> **Istruzioni**:
**a)** Secondo il brano sulla Fed, di quanto si ridurranno ogni mese gli acquisti a partire da gennaio?
**b)** Ricopia dal brano sulla Fed il passo che va da "La riunione di" fino a "di Pictet AM." compreso.
**c)** Prosegui il brano sulla Fed a partire dall'ultima frase riportata.
═════ Brano ═════
La riunione di dicembre può aver segnato la fine del regime di tolleranza a oltranza nei confronti dell’inflazione da parte della Fed. Jerome Powell, infatti, ha mostrato un atteggiamento da falco che non aveva ancora mai assunto da quando è al comando dell’istituto centrale, nemmeno in quel fine 2018 segnato dal rialzo dei tassi e dal simultaneo Quantitative Tightening. A concentrarsi sul tema è un’analisi di Andrea Delitala, Head of Euro Multi Asset e Marco Piersimoni, Senior Investment Manager di Pictet AM.
La decelerazione del QE
Non ha spaventato i mercati l’annuncio di una decelerazione più forte del Quantitative Easing, ovvero dell’incremento nel ritmo della riduzione degli acquisti: a partire da gennaio, questi si contrarranno di 30 miliardi di dollari al mese, il doppio rispetto agli attuali 15 (decisi a novembre), fino ad arrivare ad azzerarsi a marzo. La normalizzazione più rapida della politica monetaria era stata ampiamente anticipata.
Una mossa correttiva utile
Il mercato, da alcune settimane preparato per questa eventualità, vi ha letto, la correzione di un ritardo nella fine del QE. Infatti, la continua iniezione di liquidità ($120mld/mese), da qualche trimestre non era più imprescindibile per sostenere l’economia visto che lo stato di emergenza può essere considerato superato (almeno per il momento). La fase di allentamento monetario congiunto, caratterizzato da tassi ai minimi e programmi di acquisto smisurati, volge quindi al termine, dopo aver raggiunto livelli mai visti in passato nel tentativo di limitare gli effetti della pandemia di COVID-19.
═════ Materiale fornito ═════
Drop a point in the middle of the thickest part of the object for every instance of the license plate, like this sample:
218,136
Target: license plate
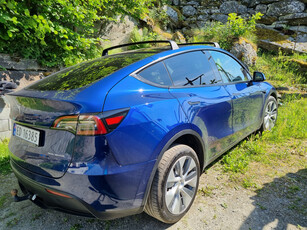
30,135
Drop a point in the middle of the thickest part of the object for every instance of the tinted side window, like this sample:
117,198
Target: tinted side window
229,68
190,69
86,73
157,74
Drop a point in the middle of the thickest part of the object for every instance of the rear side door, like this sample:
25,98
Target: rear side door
247,97
203,98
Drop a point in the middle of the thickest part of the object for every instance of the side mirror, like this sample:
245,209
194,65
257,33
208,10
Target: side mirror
258,76
7,87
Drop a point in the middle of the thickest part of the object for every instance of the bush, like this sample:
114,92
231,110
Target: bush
226,34
142,35
58,32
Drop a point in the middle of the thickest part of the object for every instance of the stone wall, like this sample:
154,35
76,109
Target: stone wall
21,71
286,19
277,13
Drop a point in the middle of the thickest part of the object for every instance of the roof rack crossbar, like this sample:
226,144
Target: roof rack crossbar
173,45
201,43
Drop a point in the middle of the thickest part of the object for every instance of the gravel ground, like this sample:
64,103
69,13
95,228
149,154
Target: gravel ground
220,204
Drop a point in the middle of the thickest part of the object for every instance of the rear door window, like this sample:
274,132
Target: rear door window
88,72
191,69
229,69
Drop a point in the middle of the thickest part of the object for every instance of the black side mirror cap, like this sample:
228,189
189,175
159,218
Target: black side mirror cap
258,76
7,87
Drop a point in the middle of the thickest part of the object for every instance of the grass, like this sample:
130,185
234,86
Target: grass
290,132
272,155
4,157
281,67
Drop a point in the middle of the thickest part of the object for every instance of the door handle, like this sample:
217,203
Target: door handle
194,102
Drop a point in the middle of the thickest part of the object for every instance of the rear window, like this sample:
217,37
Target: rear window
88,72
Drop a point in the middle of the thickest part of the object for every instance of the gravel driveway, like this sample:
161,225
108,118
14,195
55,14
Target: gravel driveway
220,204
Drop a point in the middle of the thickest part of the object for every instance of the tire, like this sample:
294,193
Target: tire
269,114
175,184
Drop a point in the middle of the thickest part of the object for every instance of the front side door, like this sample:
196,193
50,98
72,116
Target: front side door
247,97
203,98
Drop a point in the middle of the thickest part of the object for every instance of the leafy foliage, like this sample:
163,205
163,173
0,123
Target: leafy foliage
5,167
281,67
226,34
58,32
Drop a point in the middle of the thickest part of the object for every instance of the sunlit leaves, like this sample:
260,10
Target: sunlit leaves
59,32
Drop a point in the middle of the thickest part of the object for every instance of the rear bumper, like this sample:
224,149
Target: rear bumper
87,195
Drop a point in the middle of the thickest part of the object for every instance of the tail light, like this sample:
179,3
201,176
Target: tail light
91,124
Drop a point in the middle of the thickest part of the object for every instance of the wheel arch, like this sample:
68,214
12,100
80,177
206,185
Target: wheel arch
188,137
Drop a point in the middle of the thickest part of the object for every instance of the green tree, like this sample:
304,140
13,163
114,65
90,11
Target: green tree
59,32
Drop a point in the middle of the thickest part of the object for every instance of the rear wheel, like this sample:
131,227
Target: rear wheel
270,114
175,184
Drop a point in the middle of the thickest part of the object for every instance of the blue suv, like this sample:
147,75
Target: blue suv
133,131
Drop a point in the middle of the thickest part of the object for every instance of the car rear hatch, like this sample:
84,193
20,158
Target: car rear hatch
36,144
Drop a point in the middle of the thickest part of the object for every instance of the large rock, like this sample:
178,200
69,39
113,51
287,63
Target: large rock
245,51
285,7
21,78
233,7
189,11
220,17
295,19
193,3
261,8
299,29
285,46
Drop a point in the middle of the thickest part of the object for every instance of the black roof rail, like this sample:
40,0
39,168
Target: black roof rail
201,43
173,45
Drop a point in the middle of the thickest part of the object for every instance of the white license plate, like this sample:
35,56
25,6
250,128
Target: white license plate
27,134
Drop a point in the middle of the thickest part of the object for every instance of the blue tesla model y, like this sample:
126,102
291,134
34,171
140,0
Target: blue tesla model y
133,131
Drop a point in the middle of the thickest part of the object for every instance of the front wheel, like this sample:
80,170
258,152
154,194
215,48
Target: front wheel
175,184
270,114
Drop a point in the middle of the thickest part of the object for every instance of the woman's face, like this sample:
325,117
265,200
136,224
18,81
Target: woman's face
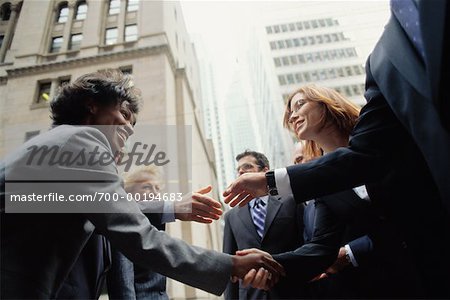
306,117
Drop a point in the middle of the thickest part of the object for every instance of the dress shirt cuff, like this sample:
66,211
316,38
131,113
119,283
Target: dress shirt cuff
283,182
168,212
351,256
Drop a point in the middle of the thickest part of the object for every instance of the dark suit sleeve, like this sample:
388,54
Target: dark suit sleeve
362,249
230,247
365,160
314,257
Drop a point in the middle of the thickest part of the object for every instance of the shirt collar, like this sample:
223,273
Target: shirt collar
264,199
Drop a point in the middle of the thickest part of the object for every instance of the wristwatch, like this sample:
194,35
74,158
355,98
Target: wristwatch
271,184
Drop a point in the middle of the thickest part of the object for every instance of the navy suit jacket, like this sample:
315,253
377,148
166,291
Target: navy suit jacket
═════
> **Risposte all'esercizio**:
**a)** Di 30 miliardi di dollari al mese.

**b)**
La riunione di dicembre può aver segnato la fine del regime di tolleranza a oltranza nei confronti dell’inflazione da parte della Fed. Jerome Powell, infatti, ha mostrato un atteggiamento da falco che non aveva ancora mai assunto da quando è al comando dell’istituto centrale, nemmeno in quel fine 2018 segnato dal rialzo dei tassi e dal simultaneo Quantitative Tightening. A concentrarsi sul tema è un’analisi di Andrea Delitala, Head of Euro Multi Asset e Marco Piersimoni, Senior Investment Manager di Pictet AM.

**c)**
I rialzi ai tassi previsti
Le proiezioni della Fed in merito al sentiero dei tassi risultano oggi allineate a quelle del mercato: tre rialzi nel 2022 (fino a tre mesi fa era uno solo), e tre ulteriori gradini da scalare nell’anno successivo. Anche su questo punto, la reazione degli operatori di mercato è stata estremamente disciplinata, in quanto, avendo visto le proprie aspettative legittimate, non è stato necessario riprezzare il percorso dei rialzi dei tassi.
Il focus sui salari
Da qui in avanti, il focus della Fed sarà sull’inflazione salariale, la componente più persistente dell’inflazione e sicuramente quella che impatta in misura maggiore sulle manovre di politica monetaria, che poco possono fare, invece, per contrastare la crescita dei prezzi determinata da strozzature nelle catene di approvvigionamento, come quelle registrate negli ultimi mesi. Quando l’inflazione al consumo si normalizzerà (per effetto base negativo e riallineamento tra domanda e offerta dopo i temporanei colli di bottiglia legati al COVID), i salari reali torneranno a crescere e, in quel momento, la produttività dovrà tenere il passo. Altrimenti, la Fed sarà chiamata a intervenire con decisione per non perdere il controllo dell’inflazione.
La reazione ordinata dei mercati
Il mercato ha reagito in modo molto ordinato al cambio di orientamento da parte della Fed, apprezzando evidentemente la svolta, a fronte di dati di inflazione persistente, come il modo giusto per ristabilire la credibilità dell’istituto sulla capacità (e volontà) di adempiere al mandato di stabilità dei prezzi. Ciò detto, la linea morbida della tolleranza, che pare definitivamente accantonata, potrebbe tornare in auge qualora la ripresa economica fosse meno solida del previsto o l’inflazione (anche attesa) rientrasse più rapidamente.
Le svolte della Fed negli anni
Dopotutto, negli ultimi anni la Banca Centrale USA ci ha abituati a più di una svolta di politica monetaria: in taluni casi mostrando un’utile iniziativa e creatività, come in occasione delle tempestive misure straordinarie prese durante la Grande Recessione (fine 2008/inizio 2009) o la pandemia (primavera 2020). In altri casi, come quest’ultimo o la fine del 2018 (QT sui binari, ‘on a preset course’), la svolta pare dettata da un errore di valutazione precedente. Meglio così che perseverare nell’errore.
Il ciclo economico più imprevedibile
Bisogna infine riconoscere che un ciclo economico eccezionale come questo, scandito dallo shock pandemico intermittente, sia così difficile da interpretare in tutte le sue implicazioni macroeconomiche che anche le indicazioni dei Policy Makers hanno valore limitato nel tempo. A questa minore affidabilità delle promesse delle banche centrali dovremo dunque abituarci, così come alla volatilità che da essa potrebbe scaturire.